**EXCERPT:**
I also replaced the stock single coil (safely tucked away) with a Curtis Novak P90 designed specifically as a replacement for this model.

So, the pots and jack are not original, nor is the pickup, but the pots are CTS, the jack is switch craft and the pickup has a bit more balls than the og.

It’s actually a pretty nice player. The neck is on the thin side compared to other Gibbies (no club like my 2013 R7), but no dead spots or high frets. Maybe the 12th fret worked some enduring magic on mine when they had it.

It seems nice and stable in its present condition, no value to a collector, but I don’t really care as I have no interest in selling it.


----------



## eveready (Nov 29, 2009)

Getting back to the question of age. That one is like '63-64. The bridge angle, the lightning bridge on it, the knobs, the upper shoulder width by the cutaways and even the colors on the sunburst are all indicative of that period. in 65 to 66 the upper shoulders were pretty much symmetrical with the lower parts or the guitar.


----------



## dwagar (Mar 6, 2006)

Did you look up the serial number on Gibson’s list on their site?


----------



## greco (Jul 15, 2007)

*Help Dating Old Melody Maker...*
She appears to have been making melodies for quite some time...


----------



## zontar (Oct 25, 2007)

greco said:


> *Help Dating Old Melody Maker...*
> 
> *She appears to have been making melodies for quite some time...*


And just be yourself...

**SUPPLIED INFORMATION:**
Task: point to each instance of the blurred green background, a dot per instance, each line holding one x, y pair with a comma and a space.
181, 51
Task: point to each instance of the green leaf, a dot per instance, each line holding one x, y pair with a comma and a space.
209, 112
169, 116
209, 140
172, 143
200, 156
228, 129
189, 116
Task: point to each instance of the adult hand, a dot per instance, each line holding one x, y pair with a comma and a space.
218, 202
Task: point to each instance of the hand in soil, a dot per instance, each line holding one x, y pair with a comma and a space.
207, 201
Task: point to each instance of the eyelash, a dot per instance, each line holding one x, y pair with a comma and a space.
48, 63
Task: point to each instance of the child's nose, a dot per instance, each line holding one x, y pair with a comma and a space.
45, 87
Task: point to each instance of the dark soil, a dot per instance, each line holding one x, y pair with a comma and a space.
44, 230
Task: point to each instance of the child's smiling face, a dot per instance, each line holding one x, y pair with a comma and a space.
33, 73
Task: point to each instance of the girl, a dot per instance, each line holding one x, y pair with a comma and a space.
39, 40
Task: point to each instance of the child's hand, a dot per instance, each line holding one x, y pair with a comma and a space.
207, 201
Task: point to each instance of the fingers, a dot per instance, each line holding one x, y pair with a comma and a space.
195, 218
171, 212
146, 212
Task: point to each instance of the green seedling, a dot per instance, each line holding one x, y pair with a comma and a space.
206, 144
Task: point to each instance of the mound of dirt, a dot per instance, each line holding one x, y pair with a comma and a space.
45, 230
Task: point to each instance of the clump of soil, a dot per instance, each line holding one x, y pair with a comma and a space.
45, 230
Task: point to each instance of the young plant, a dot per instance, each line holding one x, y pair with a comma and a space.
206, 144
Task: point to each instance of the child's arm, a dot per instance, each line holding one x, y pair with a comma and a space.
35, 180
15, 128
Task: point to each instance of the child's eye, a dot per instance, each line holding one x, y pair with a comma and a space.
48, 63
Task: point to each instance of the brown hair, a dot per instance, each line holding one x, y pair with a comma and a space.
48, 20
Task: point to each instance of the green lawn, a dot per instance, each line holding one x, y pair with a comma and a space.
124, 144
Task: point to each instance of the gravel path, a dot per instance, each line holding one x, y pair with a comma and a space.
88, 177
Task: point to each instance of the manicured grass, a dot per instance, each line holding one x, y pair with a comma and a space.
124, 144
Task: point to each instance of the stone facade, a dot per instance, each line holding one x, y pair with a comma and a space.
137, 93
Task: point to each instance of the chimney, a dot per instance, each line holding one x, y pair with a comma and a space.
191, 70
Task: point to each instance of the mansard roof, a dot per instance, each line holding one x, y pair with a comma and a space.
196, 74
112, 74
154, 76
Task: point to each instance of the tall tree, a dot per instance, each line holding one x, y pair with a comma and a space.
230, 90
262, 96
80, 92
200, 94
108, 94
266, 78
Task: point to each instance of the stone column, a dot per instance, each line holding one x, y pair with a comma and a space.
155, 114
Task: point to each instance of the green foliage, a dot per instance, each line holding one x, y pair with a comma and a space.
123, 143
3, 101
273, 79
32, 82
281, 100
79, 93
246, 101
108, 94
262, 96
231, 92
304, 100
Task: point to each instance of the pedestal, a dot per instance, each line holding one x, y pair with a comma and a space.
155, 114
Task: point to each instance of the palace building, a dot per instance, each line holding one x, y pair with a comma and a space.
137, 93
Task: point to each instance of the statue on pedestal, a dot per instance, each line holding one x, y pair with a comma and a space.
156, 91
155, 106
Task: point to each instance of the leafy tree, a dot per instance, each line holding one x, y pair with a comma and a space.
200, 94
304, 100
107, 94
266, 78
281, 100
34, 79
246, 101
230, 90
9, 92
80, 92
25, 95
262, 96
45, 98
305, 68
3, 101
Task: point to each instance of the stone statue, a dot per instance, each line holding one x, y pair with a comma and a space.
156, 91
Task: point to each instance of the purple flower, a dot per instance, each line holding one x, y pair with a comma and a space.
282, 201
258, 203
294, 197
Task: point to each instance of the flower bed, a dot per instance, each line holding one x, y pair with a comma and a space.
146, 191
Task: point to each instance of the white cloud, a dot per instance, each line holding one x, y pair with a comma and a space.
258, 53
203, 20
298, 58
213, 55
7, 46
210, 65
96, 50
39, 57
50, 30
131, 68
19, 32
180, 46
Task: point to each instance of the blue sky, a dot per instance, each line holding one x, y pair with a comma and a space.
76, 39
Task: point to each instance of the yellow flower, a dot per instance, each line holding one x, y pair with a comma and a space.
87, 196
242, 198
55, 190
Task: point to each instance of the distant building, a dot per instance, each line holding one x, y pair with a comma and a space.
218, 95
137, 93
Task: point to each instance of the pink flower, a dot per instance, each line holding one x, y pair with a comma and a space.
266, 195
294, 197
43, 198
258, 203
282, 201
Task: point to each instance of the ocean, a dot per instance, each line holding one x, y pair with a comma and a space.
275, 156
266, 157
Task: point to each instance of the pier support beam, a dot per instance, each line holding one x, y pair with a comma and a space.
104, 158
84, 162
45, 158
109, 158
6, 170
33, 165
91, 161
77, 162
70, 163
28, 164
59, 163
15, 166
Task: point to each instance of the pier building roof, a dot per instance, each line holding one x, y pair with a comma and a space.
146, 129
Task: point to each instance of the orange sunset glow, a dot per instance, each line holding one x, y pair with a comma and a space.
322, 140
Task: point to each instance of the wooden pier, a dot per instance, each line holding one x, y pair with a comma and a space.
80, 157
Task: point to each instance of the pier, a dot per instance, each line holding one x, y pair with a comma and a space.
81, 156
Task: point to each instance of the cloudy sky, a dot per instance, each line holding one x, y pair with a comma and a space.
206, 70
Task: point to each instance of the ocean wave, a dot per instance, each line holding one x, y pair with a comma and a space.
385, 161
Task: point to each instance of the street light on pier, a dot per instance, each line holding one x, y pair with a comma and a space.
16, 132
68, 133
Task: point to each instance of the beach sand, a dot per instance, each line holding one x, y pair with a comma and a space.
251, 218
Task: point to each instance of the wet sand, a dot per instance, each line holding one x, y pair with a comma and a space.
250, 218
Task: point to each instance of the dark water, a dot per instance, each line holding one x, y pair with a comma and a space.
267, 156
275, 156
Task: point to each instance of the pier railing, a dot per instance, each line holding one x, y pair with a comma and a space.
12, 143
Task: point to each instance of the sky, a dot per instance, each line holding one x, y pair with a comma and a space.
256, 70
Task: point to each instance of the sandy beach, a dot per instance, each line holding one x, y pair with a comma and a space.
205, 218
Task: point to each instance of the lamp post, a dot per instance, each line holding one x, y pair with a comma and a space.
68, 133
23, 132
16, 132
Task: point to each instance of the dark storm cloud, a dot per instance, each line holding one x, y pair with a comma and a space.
...
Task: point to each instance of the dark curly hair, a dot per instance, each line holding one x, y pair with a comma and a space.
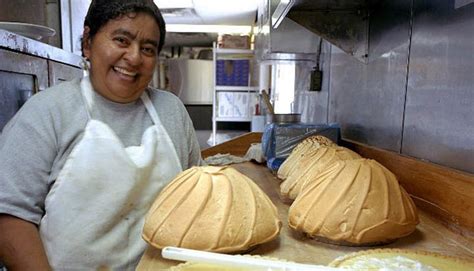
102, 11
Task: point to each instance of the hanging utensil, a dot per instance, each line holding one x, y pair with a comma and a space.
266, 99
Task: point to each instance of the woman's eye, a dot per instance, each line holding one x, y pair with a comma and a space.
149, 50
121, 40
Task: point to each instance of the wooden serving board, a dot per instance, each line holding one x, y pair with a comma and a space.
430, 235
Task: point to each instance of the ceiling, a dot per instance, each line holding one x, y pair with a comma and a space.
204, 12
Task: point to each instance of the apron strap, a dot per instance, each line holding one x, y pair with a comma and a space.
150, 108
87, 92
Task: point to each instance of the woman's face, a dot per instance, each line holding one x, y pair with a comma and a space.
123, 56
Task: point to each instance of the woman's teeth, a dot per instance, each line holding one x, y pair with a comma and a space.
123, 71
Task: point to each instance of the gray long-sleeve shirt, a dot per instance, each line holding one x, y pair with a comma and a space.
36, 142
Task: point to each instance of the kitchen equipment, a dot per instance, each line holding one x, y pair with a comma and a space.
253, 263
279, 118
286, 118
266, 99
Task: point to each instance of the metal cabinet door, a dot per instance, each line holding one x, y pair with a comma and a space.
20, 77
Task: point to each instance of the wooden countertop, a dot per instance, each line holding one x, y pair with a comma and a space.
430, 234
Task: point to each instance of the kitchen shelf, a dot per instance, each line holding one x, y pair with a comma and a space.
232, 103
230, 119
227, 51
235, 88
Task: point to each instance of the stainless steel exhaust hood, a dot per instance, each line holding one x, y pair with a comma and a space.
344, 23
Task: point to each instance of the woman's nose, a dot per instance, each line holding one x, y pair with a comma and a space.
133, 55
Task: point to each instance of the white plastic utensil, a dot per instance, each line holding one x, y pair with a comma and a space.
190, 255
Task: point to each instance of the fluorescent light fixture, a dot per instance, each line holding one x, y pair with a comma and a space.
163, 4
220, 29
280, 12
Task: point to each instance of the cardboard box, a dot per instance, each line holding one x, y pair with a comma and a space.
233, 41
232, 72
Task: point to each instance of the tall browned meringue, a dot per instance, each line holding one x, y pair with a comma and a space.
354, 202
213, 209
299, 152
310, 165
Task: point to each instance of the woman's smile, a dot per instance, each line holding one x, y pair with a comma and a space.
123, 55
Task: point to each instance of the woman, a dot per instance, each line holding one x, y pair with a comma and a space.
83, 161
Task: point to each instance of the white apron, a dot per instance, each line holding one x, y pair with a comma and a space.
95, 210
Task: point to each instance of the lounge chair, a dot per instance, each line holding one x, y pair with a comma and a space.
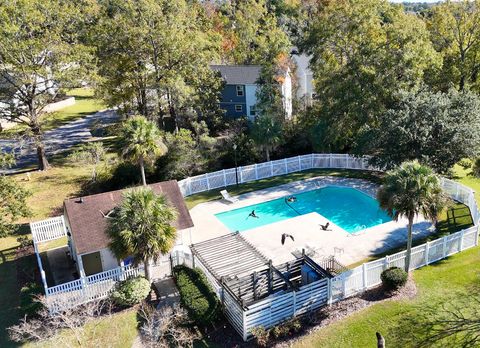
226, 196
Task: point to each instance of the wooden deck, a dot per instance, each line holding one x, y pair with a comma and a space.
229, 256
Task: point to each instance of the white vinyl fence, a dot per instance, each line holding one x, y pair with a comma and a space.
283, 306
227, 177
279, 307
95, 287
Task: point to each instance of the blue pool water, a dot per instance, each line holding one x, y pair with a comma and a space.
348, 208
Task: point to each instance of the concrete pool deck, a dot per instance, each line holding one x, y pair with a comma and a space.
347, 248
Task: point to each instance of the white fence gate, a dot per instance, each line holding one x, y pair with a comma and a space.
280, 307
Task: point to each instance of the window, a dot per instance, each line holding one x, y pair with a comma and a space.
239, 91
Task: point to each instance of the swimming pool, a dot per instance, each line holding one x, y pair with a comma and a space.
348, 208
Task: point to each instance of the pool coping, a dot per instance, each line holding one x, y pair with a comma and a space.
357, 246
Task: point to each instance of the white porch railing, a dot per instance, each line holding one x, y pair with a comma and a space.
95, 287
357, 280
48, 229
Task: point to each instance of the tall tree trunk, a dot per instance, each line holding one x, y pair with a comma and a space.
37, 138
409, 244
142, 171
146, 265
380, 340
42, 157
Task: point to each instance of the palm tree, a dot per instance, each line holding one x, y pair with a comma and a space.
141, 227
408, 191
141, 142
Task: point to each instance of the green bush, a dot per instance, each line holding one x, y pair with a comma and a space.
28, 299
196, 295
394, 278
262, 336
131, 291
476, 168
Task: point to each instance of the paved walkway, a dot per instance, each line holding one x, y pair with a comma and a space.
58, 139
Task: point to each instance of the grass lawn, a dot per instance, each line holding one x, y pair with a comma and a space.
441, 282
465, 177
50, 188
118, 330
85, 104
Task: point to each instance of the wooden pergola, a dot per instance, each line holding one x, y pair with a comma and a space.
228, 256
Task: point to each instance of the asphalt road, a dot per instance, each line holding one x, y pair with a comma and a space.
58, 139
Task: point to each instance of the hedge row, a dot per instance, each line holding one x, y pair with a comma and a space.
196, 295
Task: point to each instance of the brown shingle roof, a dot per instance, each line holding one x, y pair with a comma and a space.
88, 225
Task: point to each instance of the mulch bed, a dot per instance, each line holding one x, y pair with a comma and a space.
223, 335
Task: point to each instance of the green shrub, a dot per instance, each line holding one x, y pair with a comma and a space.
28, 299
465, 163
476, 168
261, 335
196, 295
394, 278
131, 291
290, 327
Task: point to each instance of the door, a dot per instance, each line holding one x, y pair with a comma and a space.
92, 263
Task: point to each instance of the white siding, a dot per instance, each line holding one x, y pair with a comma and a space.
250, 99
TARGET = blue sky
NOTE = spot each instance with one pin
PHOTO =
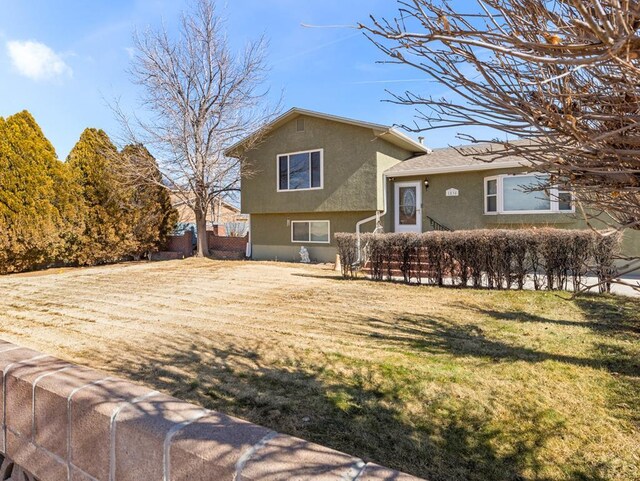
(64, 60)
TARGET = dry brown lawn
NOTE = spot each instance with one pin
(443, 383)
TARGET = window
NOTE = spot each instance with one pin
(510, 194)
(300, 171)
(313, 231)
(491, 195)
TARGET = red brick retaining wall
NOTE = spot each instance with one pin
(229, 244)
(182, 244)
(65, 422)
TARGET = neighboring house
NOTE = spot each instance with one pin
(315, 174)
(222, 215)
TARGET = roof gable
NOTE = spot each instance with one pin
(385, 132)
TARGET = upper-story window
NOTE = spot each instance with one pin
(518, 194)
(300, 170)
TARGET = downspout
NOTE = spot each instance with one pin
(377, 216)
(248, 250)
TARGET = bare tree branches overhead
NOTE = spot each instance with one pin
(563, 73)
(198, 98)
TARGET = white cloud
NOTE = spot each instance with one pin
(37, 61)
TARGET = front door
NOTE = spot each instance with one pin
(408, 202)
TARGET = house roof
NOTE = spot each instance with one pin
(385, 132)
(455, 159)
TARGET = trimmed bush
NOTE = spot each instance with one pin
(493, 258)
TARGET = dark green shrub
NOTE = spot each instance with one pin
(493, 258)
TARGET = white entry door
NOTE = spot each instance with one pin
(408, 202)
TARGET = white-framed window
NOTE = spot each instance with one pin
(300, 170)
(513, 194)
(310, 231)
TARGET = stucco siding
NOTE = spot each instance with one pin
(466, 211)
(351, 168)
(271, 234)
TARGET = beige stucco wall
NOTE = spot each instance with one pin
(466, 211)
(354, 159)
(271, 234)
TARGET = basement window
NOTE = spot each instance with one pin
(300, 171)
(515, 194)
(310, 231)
--
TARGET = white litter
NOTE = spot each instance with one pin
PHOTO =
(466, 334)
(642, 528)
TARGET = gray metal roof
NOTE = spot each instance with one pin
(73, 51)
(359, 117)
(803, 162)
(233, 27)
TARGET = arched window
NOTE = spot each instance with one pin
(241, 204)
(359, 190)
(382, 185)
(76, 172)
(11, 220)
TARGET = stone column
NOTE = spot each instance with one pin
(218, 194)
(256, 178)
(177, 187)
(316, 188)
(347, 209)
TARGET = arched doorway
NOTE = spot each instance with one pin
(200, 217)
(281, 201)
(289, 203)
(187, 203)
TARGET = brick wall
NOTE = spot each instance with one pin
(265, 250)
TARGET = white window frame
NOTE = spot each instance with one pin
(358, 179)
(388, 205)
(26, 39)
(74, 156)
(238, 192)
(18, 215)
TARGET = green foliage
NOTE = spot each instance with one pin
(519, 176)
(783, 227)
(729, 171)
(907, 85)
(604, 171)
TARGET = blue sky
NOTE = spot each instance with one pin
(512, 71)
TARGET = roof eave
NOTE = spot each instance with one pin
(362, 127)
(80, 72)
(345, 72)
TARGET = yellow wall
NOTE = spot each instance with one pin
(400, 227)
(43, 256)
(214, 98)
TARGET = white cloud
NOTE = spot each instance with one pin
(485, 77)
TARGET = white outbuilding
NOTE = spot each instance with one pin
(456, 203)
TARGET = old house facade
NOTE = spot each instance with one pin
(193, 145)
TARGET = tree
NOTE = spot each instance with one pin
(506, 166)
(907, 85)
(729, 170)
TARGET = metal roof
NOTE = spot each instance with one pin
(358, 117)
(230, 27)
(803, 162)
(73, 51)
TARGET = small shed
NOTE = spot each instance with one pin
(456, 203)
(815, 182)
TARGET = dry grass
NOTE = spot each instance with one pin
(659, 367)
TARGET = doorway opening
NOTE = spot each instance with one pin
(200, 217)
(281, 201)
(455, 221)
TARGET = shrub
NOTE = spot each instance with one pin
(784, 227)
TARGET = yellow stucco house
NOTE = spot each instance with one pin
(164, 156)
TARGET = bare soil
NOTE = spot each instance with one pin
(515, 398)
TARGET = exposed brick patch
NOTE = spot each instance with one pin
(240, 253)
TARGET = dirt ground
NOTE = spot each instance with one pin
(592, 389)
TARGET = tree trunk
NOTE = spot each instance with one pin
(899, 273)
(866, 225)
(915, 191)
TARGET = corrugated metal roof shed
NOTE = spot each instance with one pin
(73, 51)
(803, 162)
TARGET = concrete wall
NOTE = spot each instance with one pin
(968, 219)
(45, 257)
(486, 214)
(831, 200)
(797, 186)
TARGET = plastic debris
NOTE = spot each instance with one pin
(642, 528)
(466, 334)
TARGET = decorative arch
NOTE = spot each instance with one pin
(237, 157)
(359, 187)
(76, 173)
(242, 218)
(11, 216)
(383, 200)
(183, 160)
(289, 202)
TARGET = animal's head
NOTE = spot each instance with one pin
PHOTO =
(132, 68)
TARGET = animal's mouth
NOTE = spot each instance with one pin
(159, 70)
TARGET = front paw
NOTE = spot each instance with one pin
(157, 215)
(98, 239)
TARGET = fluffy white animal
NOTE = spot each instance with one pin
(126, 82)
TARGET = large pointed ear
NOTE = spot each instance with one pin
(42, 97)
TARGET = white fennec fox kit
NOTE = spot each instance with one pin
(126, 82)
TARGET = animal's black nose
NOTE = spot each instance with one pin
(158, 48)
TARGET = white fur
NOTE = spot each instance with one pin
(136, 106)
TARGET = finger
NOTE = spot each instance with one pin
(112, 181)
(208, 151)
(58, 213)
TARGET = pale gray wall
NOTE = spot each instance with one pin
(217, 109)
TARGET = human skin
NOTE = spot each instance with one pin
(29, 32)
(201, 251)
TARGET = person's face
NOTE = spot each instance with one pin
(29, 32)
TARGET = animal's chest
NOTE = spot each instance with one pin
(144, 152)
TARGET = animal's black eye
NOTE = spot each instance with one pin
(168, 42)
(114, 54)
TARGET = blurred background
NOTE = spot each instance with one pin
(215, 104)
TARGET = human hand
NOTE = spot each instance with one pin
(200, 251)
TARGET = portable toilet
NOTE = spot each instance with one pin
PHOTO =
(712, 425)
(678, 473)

**EXERCISE TASKS:**
(a) In the forum thread about dating an old Melody Maker, what pickup replaced the stock single coil?
(b) Write the next part of the Melody Maker forum thread, following on from its final post.

**ANSWERS PER TASK:**
(a) A Curtis Novak P90 designed specifically as a replacement for that model.

(b)
----------



## High/Deaf (Aug 19, 2009)

greco said:


> *Help Dating Old Melody Maker...*
> She appears to have been making melodies for quite some time...


If you are interested, here's her actually social media profile pic........


----------



## Yamariv (Jan 15, 2018)

eveready said:


> Getting back to the question of age. That one is like '63-64. The bridge angle, the lightning bridge on it, the knobs, the upper shoulder width by the cutaways and even the colors on the sunburst are all indicative of that period. in 65 to 66 the upper shoulders were pretty much symmetrical with the lower parts or the guitar.


If the bridge posts are angled, its a 62 or older..When the lightening bridge came out the posts were straight. This guitar has the wrong bridge on it. Its a 62 or earlier


----------



## 1SweetRide (Oct 25, 2016)

Thought this thread was Tinder for an aging rocker.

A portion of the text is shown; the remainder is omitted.